__Provided text__.

»»

Versant just paid $530 million for Full Swing. Full Swing makes golf simulators. These are screens you hit golf balls at when you're too important to go outside.
The press release says this expands Versant's "nontraditional media assets." That's what we're calling it now. A television in a rich guy's basement that tells him he shanked a seven iron is a media asset. The same way a vending machine is a content platform. The same way a guy yelling at pigeons is a podcaster.
Versant wants to diversify away from cable television. Smart. Cable is dying. So they bought a business that requires a three-car garage and a 401k that doesn't make you nervous when you check it. They traded one dying medium for another one that never lived.
Full Swing costs more than most people will earn in ten lifetimes. The customers are dentists who read one article about launch angle and now can't shut the f*ck up about swing plane. These are the same men who own boats they use twice. The same men who bought Pelotons that now hold laundry. The same men who will absolutely not get $530 million worth of value out of this acquisition.

««

__Input data__.

»»

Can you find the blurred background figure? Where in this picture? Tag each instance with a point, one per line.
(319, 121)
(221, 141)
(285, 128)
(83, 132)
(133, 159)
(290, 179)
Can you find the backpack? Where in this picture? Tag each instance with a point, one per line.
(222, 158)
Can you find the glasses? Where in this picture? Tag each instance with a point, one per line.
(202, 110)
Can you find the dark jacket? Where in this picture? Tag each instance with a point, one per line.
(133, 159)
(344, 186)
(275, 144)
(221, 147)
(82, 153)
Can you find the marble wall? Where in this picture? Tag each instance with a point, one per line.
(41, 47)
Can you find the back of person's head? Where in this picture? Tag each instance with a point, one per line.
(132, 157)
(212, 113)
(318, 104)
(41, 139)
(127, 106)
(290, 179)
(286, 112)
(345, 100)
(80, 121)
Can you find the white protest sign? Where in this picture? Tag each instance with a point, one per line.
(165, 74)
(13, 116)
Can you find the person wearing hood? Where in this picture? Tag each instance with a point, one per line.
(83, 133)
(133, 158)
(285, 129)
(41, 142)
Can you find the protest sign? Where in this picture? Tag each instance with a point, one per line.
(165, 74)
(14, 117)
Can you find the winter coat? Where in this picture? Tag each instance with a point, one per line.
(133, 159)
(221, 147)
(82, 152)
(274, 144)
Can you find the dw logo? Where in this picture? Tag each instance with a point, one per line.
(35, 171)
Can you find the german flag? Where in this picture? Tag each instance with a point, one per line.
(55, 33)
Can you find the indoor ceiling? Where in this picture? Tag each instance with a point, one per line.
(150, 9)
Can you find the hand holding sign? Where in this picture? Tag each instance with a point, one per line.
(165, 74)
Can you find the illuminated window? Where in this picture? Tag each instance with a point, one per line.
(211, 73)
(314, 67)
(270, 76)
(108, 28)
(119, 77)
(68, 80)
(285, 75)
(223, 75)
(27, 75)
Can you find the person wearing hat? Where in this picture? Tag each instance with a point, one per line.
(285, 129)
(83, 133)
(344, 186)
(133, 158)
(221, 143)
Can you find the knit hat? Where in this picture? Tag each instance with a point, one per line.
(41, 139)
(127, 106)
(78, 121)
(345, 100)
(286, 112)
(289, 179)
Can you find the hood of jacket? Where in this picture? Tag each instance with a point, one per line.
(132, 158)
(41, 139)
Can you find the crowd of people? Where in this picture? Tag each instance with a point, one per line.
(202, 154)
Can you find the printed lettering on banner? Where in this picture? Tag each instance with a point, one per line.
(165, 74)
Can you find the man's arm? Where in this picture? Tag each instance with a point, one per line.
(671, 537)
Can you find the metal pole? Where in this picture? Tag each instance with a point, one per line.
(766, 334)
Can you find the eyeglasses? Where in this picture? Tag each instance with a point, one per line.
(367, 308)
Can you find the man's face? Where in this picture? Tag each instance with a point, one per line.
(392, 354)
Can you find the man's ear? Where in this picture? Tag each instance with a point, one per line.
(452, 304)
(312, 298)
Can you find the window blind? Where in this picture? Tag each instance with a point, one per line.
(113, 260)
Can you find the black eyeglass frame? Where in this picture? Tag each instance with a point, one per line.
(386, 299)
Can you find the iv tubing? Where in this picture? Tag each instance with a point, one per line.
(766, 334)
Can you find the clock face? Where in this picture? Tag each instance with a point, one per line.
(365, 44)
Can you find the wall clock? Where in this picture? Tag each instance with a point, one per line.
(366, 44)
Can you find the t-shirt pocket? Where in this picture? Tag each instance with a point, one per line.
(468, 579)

««
»»

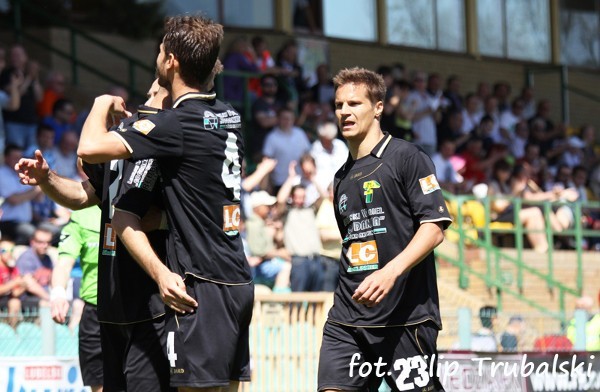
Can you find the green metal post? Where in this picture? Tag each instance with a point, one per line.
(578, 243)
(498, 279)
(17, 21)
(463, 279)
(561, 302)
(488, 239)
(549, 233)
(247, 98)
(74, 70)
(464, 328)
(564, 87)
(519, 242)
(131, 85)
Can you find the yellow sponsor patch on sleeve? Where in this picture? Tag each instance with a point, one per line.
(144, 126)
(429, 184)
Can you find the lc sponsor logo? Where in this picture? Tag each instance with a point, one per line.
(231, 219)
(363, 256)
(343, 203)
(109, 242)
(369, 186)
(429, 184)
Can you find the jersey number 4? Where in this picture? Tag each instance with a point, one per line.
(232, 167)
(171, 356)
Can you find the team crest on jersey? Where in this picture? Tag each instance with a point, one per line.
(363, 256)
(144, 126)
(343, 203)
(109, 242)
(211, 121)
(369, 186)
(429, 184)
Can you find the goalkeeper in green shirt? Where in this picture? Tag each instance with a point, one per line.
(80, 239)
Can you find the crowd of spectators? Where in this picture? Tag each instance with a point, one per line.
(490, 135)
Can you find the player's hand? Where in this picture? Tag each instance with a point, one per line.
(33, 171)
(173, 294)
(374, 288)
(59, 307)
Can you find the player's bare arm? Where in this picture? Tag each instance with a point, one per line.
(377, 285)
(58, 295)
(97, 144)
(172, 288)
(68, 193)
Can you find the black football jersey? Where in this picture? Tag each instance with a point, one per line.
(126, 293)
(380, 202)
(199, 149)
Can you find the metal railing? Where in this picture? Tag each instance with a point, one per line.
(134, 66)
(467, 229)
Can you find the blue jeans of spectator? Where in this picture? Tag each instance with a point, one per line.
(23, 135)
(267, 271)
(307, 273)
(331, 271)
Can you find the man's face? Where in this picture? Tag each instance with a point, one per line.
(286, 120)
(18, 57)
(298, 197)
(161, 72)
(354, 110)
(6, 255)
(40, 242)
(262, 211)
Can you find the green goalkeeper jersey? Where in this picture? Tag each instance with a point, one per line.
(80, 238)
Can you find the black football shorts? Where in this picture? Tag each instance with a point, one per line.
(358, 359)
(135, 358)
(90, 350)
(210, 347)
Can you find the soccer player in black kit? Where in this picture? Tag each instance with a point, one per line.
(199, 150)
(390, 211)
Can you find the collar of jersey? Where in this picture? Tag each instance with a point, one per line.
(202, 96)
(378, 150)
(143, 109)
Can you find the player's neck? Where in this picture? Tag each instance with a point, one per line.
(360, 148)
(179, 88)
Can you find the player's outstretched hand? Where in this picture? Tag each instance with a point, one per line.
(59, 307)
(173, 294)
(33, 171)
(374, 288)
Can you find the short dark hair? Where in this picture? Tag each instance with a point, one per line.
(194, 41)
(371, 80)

««
»»

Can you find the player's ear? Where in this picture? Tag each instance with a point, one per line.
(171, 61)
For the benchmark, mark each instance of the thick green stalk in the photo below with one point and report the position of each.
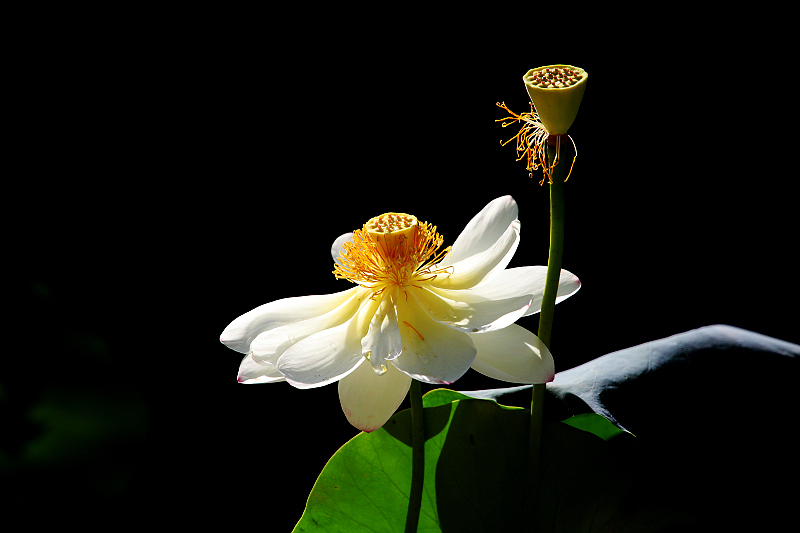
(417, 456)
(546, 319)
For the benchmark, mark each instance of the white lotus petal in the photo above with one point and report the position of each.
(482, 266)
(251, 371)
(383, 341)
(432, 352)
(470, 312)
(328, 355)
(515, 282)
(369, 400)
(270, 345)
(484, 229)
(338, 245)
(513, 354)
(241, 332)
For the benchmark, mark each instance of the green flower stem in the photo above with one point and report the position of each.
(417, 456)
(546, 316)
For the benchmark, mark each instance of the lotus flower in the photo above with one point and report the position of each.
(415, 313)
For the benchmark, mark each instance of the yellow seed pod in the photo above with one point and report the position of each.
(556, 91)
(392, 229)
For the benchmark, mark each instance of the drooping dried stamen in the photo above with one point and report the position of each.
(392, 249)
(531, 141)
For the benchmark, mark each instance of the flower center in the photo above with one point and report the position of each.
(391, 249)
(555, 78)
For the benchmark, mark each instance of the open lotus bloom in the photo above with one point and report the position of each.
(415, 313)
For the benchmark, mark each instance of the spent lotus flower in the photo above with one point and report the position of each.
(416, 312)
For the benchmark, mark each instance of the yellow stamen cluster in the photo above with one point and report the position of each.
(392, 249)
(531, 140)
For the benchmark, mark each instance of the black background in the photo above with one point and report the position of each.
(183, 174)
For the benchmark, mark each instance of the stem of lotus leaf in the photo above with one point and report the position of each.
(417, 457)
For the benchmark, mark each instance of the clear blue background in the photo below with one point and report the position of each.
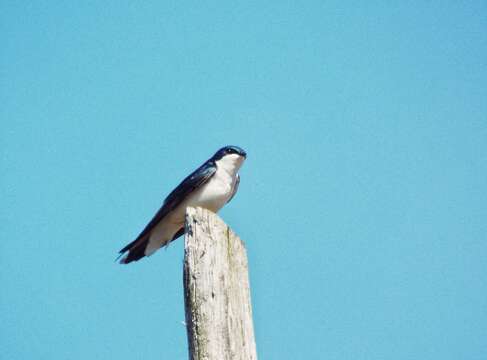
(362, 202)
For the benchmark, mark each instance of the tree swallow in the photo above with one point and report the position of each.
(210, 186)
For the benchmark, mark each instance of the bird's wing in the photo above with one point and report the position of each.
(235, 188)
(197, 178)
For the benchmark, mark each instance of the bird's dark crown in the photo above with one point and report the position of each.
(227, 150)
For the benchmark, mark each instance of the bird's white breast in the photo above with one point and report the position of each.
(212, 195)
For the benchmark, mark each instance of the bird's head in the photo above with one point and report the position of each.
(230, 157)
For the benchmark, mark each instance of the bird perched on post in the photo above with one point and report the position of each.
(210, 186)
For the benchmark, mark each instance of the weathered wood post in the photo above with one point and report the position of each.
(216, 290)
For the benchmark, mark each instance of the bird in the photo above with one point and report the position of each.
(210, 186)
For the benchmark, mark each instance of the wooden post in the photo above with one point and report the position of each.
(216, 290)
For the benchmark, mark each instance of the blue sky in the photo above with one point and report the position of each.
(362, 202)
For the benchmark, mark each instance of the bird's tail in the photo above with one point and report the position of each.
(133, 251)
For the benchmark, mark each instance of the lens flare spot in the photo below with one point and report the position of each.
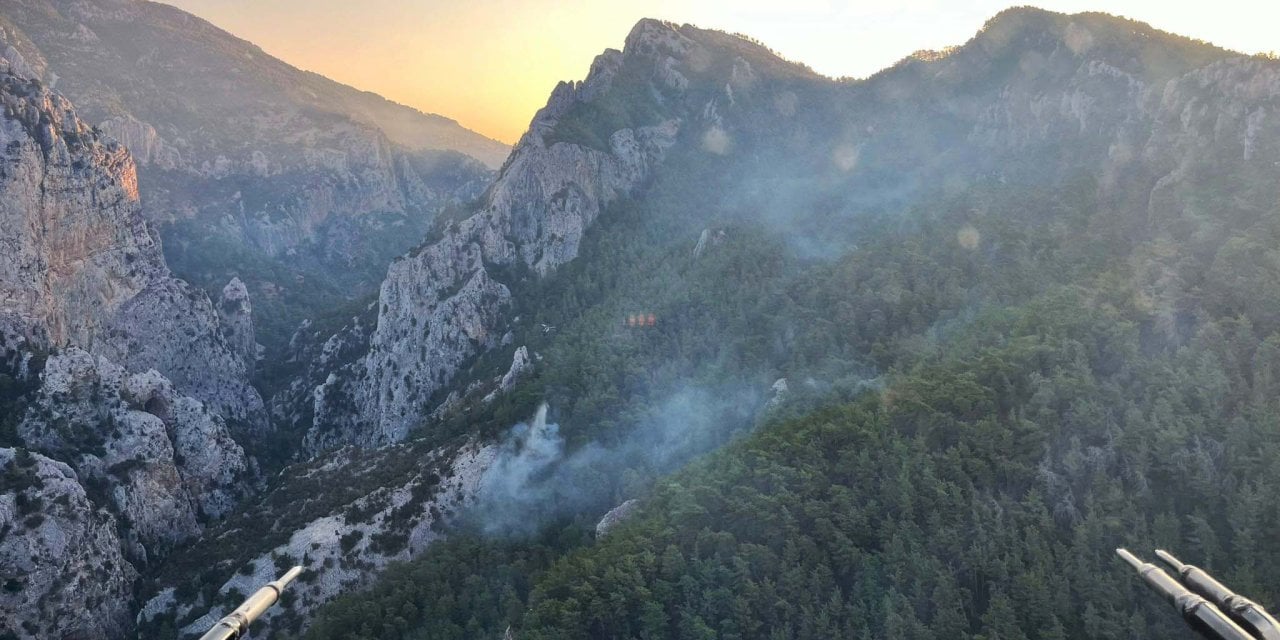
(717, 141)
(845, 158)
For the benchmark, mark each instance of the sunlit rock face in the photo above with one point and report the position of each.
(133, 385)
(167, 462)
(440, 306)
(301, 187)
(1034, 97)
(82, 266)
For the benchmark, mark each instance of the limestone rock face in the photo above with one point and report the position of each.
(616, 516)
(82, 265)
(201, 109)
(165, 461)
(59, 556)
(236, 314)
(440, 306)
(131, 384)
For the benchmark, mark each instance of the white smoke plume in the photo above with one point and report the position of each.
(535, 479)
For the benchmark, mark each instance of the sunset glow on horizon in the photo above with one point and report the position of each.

««

__Work instructions__.
(1) Reproduce the part of the piece on Versant's purchase of Full Swing that begins with the words containing "Versant wants to" and ends with "of this acquisition.".
(2) According to the piece on Versant's purchase of Full Swing, how much did Versant pay for Full Swing?
The records have nothing to do with the piece on Versant's purchase of Full Swing.

__Exercise responses__.
(1)
Versant wants to diversify away from cable television. Smart. Cable is dying. So they bought a business that requires a three-car garage and a 401k that doesn't make you nervous when you check it. They traded one dying medium for another one that never lived.
Full Swing costs more than most people will earn in ten lifetimes. The customers are dentists who read one article about launch angle and now can't shut the f*ck up about swing plane. These are the same men who own boats they use twice. The same men who bought Pelotons that now hold laundry. The same men who will absolutely not get $530 million worth of value out of this acquisition.

(2) $530 million